→ **Given task**
Turn the lines below into a Markdown table with two columns, Number and Text, giving each line its own row and skipping blank lines. Leave the pictures out of your answer.

[Region annotation lines]
►
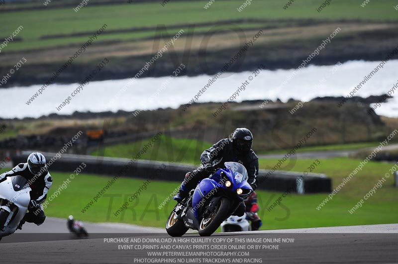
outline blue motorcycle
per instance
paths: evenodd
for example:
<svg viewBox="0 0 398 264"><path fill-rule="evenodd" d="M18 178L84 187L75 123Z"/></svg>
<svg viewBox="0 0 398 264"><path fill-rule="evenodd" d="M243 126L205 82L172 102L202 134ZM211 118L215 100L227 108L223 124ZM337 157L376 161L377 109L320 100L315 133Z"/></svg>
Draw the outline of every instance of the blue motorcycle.
<svg viewBox="0 0 398 264"><path fill-rule="evenodd" d="M225 162L208 178L199 182L195 190L178 203L166 224L167 233L181 237L190 228L202 236L210 236L253 192L247 182L246 168L237 162Z"/></svg>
◄
→ **Exercise response**
| Number | Text |
|---|---|
| 1 | outline blue motorcycle |
| 2 | per instance |
| 3 | paths: evenodd |
| 4 | for example: |
| 5 | <svg viewBox="0 0 398 264"><path fill-rule="evenodd" d="M18 178L84 187L75 123Z"/></svg> |
| 6 | <svg viewBox="0 0 398 264"><path fill-rule="evenodd" d="M243 126L205 82L172 102L202 134ZM211 118L215 100L227 108L223 124ZM337 157L376 161L377 109L320 100L315 133Z"/></svg> |
| 7 | Draw the outline of every instance of the blue motorcycle. |
| 8 | <svg viewBox="0 0 398 264"><path fill-rule="evenodd" d="M225 162L208 178L199 182L195 190L178 203L166 224L167 233L181 237L190 228L202 236L210 236L253 192L247 182L246 168L237 162Z"/></svg> |